- Given passage

::::::::

Hi,
The goal is to declare health check results that remain valid for a
specified time or forever.
So I agree metrics as proposed in comment [1] cannot achieve this
(limited to 1, 5 and 15 minutes time windows). However I still think a
purely declarative approach is cleaner and will lead to more consistency
across HCs: We could introduce a HC property "hc.keepWarnStickyForMin"
(and "hc.keepCriticalStickyForMin") - this can be entirely implemented
in the impl package and would not require a new API. For the "Event
queue overflown" example the property
hc.keepWarnStickyForMin=Integer.MAX_VALUE could be set, the HC executor
could then append a result as follows:
INFO Checking Event Queue...
INFO Event Queue is currently fine.
WARN --- Sticky result from 2017-06-07 11:49 ---
INFO Checking Event Queue...
WARN Event Queue overloaded!
This means the full log of both the current result and a historic sticky
result would be shown (the timeout handling works similar already, if a
HC times out the last available HC result is shown). The HC executor has
all necessary meta data (the time is recorded in the execution result)
and this would be easy to add. The best about this is that you can
change the sticky time and the "stickiness" by configuration only - no
redeployment needed :)
WDYT?
Best Regards
Georg
[1]
https://issues.apache.org/jira/browse/SLING-6855?focusedCommentId=16010189&page=com.atlassian.jira.plugin.system.issuetabpanels:comment-tabpanel#comment-16010189
For example, a quota has been tripped - warn for 30 minutes.
Or an events queue overflowed and the instance is considered damaged -
raise a critical alarm forever.

::::::::

- Record list
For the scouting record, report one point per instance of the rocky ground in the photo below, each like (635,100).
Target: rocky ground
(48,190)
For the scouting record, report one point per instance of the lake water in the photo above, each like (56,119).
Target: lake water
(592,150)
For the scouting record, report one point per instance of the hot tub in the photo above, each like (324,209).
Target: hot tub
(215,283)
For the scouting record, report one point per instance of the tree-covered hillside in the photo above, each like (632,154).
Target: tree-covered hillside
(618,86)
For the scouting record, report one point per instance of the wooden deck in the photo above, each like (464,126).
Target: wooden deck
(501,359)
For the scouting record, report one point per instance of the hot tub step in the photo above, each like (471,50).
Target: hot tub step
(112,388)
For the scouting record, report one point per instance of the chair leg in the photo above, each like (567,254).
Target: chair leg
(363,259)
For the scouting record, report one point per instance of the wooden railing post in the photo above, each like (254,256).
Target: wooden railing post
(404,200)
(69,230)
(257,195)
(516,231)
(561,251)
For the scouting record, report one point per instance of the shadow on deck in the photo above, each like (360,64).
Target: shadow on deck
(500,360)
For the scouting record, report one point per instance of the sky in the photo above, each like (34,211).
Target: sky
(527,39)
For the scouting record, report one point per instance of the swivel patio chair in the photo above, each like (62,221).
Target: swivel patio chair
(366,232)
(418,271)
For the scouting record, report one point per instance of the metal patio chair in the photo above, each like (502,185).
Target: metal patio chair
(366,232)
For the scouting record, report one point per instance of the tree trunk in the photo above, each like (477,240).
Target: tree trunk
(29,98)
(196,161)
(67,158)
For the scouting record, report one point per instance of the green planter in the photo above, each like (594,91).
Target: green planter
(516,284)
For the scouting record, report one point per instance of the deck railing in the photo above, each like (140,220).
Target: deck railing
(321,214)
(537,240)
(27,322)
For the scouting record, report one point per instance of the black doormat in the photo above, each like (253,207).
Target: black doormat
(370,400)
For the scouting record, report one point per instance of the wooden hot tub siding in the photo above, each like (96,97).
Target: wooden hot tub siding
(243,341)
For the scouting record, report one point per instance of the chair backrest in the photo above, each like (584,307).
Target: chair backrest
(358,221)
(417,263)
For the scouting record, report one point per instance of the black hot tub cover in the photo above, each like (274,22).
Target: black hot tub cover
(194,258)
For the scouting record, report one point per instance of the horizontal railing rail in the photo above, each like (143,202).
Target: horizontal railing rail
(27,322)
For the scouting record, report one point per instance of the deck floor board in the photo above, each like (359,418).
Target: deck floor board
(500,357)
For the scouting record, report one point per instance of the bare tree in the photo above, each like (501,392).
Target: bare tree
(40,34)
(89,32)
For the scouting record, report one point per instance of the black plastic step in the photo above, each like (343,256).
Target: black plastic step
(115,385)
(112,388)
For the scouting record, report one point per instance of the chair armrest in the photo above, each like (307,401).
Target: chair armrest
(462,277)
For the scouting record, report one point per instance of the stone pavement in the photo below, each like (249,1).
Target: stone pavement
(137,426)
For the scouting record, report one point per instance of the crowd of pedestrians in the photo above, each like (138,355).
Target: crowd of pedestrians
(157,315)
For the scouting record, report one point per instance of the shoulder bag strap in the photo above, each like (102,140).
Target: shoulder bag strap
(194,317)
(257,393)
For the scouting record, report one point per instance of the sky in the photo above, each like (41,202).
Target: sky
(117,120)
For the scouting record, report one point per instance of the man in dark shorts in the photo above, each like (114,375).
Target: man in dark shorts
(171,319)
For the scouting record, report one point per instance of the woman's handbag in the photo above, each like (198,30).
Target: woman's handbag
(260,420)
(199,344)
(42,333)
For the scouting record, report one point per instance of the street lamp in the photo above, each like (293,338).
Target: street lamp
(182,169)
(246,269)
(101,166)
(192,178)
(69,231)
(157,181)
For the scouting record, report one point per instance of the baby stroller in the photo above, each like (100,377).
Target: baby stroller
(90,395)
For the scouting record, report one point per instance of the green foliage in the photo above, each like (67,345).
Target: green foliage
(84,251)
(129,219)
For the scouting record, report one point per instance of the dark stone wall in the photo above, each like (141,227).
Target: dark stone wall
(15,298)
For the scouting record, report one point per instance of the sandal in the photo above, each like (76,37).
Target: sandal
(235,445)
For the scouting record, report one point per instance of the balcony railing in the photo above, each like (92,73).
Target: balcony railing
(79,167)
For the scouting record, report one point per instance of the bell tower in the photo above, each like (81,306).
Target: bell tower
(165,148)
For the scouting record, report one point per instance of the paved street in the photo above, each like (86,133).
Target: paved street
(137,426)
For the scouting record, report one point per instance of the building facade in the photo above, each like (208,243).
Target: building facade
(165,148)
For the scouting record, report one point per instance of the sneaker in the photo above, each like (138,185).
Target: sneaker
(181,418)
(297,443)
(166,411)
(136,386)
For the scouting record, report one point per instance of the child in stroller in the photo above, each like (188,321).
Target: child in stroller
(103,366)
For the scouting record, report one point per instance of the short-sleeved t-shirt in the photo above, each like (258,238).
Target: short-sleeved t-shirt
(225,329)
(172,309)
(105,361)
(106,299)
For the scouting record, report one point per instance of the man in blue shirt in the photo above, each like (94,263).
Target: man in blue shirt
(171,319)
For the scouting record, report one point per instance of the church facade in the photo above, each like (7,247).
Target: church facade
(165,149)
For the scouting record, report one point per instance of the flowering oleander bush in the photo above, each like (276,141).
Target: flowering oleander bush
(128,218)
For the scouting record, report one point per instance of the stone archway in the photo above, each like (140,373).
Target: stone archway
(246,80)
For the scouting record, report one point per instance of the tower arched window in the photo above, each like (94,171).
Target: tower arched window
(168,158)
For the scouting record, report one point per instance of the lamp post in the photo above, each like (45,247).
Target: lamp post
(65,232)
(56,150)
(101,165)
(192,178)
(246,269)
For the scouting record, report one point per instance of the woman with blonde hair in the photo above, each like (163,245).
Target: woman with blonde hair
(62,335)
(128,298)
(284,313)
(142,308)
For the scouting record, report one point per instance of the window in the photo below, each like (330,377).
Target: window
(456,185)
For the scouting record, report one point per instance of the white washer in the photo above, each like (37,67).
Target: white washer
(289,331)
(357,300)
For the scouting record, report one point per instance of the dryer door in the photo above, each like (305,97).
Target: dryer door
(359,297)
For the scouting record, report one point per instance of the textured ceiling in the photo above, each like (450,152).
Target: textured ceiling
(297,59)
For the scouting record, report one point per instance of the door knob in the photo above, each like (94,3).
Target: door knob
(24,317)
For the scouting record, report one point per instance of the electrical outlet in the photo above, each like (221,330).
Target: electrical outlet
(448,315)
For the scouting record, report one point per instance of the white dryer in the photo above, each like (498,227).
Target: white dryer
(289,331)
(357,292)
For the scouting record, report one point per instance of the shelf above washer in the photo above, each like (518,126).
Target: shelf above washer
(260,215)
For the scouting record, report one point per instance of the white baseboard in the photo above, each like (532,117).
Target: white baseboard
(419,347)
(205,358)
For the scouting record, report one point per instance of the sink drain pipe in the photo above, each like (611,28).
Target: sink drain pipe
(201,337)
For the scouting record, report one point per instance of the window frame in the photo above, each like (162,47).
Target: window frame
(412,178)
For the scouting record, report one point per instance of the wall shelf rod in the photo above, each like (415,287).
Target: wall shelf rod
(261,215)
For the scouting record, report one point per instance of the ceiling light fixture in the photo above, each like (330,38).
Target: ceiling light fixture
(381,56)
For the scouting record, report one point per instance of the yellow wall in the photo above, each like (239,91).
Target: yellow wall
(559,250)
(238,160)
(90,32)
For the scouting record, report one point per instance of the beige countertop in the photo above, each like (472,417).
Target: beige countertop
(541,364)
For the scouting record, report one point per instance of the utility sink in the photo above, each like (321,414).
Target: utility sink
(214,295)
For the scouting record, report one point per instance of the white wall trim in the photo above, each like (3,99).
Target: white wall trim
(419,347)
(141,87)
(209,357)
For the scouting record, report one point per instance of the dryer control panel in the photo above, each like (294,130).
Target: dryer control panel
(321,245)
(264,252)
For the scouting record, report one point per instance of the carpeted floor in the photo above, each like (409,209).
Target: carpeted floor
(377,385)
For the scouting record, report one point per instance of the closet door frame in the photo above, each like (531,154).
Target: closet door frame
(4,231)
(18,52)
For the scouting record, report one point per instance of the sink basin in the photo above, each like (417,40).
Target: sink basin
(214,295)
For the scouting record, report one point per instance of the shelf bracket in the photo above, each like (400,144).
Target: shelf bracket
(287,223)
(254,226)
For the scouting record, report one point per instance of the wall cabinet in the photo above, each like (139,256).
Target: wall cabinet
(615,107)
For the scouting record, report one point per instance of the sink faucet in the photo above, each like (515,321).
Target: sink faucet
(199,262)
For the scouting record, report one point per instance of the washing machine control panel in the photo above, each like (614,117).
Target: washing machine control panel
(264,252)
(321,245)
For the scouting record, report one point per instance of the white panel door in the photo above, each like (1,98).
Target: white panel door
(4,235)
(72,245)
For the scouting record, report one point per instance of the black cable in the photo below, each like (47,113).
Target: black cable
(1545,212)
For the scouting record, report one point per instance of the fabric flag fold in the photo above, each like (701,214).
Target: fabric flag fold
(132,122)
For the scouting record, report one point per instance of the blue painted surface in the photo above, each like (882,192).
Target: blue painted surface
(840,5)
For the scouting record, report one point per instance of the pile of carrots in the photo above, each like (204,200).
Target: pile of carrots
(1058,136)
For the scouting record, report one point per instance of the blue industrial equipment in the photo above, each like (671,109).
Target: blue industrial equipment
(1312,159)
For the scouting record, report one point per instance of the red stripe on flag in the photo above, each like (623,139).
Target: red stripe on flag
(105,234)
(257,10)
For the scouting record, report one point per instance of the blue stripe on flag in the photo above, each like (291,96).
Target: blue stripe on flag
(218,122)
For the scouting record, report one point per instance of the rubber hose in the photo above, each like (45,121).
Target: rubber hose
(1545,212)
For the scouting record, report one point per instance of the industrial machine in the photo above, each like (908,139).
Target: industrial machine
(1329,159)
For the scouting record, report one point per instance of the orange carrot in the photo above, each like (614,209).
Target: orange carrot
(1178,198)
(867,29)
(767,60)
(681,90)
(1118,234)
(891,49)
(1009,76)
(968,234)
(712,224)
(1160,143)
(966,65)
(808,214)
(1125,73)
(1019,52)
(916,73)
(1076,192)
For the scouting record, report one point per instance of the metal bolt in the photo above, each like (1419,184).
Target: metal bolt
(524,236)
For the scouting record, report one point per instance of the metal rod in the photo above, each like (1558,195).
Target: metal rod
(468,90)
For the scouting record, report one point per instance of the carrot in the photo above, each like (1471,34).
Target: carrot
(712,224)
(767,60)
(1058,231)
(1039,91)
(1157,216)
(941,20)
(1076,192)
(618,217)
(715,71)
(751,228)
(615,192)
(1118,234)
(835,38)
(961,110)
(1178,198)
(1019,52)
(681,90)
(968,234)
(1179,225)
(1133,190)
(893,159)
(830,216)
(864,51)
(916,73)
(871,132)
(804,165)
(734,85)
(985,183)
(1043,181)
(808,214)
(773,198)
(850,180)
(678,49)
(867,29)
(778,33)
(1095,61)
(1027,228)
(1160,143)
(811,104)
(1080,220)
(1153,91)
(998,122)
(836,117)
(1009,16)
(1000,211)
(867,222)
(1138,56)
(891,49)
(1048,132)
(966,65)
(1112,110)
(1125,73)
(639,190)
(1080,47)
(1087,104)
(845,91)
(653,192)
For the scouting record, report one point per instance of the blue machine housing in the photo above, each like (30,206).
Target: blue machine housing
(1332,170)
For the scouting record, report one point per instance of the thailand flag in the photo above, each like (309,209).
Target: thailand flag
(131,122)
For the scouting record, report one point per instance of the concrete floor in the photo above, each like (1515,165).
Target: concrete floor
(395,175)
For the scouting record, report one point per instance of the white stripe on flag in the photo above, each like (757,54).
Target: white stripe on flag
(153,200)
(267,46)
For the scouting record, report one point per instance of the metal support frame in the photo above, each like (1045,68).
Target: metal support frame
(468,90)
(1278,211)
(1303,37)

::::::::

- Written task
Write the next part of the message about sticky health check results, starting right after its last line.

- Response for this exercise
With the current SLING-6855 one can raise such alarms but they are all
grouped in a single health check - doing this results in that HC
having both A and B tags and returning two results:
ResultRegistry reg = sling.getService(ResultRegistry.class)
reg.put("testA", new Result(Result.Status.CRITICAL, "It's
critical"), null, "A");
reg.put("testB", new Result(Result.Status.WARN, "B is just a
warning"), null, "B");
So if you query for tag B you get both results, although they are
unrelated.
I would prefer creating one HC for each such alarm, and rename the
service StickyResults instead of ResultRegistry.
So the above example (with service interface renamed) would cause two
HCs to be created:
1) StickyResult (testA) ; status CRITICAL, message "it's critical", tag
A
2) StickyResult (testB) ; status WARN, message "B is just a warning",
tag B
The HCs are keyed based on the "identifier" parameter, so in the above
example putting another "testB" overwrites the existing one.
Clint and others, WDYT?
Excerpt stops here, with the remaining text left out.